BEGIN Records for this task

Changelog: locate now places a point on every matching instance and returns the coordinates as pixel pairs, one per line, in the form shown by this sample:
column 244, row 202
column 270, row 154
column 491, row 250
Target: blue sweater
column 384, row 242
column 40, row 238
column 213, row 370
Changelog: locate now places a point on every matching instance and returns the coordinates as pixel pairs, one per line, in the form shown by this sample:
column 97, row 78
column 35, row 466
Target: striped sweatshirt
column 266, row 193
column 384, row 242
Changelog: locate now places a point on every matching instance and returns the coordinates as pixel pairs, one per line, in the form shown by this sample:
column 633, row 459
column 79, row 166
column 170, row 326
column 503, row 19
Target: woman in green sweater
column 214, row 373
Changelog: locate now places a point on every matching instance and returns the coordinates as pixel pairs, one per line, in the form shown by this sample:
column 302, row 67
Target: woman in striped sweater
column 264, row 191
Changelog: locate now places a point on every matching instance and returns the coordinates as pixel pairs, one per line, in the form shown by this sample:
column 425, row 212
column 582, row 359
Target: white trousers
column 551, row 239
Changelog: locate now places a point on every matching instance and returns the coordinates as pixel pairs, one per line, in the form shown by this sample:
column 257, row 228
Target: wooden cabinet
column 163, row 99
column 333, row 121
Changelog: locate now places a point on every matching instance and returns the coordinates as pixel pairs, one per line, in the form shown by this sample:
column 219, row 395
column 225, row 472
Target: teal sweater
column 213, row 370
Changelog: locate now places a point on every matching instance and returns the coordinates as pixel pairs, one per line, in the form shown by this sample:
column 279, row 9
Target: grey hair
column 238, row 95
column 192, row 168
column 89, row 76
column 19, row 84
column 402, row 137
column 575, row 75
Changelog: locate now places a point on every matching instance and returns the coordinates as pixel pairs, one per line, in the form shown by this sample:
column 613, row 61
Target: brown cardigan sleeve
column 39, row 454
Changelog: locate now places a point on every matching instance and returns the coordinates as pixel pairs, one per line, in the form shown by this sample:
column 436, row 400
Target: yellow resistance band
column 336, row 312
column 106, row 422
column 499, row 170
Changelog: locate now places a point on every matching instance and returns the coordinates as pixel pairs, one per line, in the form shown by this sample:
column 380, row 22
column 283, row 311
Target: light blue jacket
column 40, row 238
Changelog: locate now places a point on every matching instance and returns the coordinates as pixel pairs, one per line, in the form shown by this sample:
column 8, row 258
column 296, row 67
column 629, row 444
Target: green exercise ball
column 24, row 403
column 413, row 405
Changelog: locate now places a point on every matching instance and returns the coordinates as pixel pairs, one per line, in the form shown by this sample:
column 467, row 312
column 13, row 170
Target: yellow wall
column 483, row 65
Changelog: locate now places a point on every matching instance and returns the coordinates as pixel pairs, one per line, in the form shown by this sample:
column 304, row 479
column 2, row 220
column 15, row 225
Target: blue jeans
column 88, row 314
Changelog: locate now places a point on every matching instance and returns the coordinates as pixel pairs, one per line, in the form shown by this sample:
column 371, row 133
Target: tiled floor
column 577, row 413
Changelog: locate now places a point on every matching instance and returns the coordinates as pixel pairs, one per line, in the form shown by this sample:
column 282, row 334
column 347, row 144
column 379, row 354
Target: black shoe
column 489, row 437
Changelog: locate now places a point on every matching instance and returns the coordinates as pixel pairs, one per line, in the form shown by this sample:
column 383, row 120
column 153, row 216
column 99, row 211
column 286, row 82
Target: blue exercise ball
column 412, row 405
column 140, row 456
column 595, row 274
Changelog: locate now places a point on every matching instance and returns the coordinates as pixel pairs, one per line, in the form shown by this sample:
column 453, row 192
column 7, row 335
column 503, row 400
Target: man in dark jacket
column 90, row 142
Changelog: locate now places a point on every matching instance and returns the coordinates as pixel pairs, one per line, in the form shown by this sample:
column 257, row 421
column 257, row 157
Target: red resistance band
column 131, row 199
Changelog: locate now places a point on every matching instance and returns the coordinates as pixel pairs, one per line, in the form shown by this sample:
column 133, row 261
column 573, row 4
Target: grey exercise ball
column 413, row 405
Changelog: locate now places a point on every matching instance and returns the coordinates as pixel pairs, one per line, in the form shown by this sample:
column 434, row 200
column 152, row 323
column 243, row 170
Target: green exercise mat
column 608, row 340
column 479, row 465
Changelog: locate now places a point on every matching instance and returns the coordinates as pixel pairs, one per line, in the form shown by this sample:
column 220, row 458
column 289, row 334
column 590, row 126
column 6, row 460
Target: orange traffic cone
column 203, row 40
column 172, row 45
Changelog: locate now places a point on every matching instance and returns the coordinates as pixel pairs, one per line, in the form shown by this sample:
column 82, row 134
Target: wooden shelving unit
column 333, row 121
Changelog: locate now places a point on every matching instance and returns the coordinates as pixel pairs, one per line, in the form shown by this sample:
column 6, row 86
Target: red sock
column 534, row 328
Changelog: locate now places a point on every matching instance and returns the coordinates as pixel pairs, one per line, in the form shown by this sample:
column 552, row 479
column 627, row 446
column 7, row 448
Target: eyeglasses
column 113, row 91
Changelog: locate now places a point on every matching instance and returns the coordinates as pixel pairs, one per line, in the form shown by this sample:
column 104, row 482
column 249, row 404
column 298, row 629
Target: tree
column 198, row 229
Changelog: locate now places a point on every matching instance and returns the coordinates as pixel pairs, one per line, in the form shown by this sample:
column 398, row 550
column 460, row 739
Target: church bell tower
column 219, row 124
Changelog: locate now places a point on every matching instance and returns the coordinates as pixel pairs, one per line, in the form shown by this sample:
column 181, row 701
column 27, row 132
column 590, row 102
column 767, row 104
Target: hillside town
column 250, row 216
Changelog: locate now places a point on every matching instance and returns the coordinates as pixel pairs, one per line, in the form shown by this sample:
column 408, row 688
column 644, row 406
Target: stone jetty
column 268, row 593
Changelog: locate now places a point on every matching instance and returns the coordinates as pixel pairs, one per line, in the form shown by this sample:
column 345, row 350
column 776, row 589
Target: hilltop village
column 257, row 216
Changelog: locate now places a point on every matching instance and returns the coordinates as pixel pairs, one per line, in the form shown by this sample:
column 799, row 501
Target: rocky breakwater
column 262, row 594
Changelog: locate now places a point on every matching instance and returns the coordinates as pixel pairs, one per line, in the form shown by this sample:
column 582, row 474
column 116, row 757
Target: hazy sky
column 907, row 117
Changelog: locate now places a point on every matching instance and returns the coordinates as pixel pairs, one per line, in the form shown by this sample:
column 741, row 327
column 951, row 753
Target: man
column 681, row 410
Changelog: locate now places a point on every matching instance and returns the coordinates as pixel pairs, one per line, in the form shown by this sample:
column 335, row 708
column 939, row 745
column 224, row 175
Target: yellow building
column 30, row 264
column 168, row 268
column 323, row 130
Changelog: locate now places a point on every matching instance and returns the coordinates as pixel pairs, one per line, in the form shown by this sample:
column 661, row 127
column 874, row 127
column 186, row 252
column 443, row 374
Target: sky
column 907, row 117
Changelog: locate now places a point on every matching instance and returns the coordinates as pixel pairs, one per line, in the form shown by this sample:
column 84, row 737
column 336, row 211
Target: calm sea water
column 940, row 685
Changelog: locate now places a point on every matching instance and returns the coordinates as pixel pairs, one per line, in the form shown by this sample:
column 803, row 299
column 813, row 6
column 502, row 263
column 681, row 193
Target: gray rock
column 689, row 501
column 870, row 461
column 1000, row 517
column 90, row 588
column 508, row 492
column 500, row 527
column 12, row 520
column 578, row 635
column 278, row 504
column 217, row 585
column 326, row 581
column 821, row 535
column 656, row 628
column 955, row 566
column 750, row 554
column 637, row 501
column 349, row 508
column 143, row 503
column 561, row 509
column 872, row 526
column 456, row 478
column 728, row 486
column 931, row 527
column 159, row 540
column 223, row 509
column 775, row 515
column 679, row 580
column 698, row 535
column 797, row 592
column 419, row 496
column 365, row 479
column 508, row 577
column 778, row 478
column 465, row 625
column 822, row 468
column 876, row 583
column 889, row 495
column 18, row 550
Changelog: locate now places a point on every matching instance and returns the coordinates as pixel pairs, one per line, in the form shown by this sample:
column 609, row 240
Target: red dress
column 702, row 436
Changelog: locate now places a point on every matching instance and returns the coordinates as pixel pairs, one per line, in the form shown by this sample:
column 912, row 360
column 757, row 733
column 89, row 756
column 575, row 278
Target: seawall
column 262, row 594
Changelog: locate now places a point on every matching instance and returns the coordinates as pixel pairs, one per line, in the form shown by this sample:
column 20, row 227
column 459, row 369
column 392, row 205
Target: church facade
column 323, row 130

END Records for this task

» **Task brief**:
Each line in the entries above, starting at the line with "column 573, row 4" and ending at the line with "column 243, row 170", is to be printed exactly, and only those lines.

» **Your response**:
column 573, row 4
Target: grey exercise ball
column 413, row 405
Changelog: locate now places a point on every matching instance and returns the coordinates as pixel pairs, one per line, in the form shown by this sample:
column 434, row 200
column 152, row 323
column 243, row 170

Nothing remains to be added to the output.